> [GOAL OF THE EXERCISE]: Look for "target | jersey collar" in the entries below. Write out that line and all later lines exactly, ending with the final one.

> [MATERIAL PROVIDED]:
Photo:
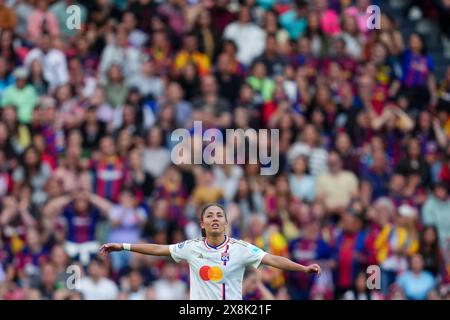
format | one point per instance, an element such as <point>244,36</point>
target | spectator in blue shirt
<point>416,283</point>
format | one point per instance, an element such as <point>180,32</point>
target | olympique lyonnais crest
<point>225,256</point>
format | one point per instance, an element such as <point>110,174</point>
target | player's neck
<point>215,241</point>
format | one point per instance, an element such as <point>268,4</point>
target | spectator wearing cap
<point>52,59</point>
<point>8,19</point>
<point>436,211</point>
<point>21,95</point>
<point>416,283</point>
<point>247,35</point>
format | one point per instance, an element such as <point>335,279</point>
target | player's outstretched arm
<point>144,248</point>
<point>288,265</point>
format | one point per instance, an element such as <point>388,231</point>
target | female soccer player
<point>216,262</point>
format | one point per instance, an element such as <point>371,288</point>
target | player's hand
<point>110,247</point>
<point>314,268</point>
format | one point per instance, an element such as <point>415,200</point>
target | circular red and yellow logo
<point>211,273</point>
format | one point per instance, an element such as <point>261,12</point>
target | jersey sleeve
<point>253,256</point>
<point>180,251</point>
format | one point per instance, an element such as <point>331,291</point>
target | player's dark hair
<point>205,207</point>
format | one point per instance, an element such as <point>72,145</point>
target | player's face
<point>214,221</point>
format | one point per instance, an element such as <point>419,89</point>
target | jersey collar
<point>220,246</point>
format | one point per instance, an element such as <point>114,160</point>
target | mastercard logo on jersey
<point>208,273</point>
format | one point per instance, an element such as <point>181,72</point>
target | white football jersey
<point>216,273</point>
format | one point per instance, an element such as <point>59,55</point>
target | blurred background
<point>86,118</point>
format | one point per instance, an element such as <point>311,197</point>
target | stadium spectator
<point>87,117</point>
<point>416,283</point>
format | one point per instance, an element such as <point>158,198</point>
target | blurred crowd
<point>85,158</point>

> [SOLUTION TO THE EXERCISE]:
target | jersey collar
<point>220,246</point>
format | one point per instance, an element such as <point>114,160</point>
target | mastercard logo on jersey
<point>208,273</point>
format | one point per instance, an element such as <point>181,72</point>
target | white football jersey
<point>216,273</point>
format | one point per instance, an element such as <point>59,55</point>
target | blurred background
<point>86,118</point>
format | one point per instance, an element such as <point>311,197</point>
target | stadium spectator
<point>87,117</point>
<point>416,283</point>
format | one point per instance, an element such as <point>158,198</point>
target | blurred crowd
<point>85,158</point>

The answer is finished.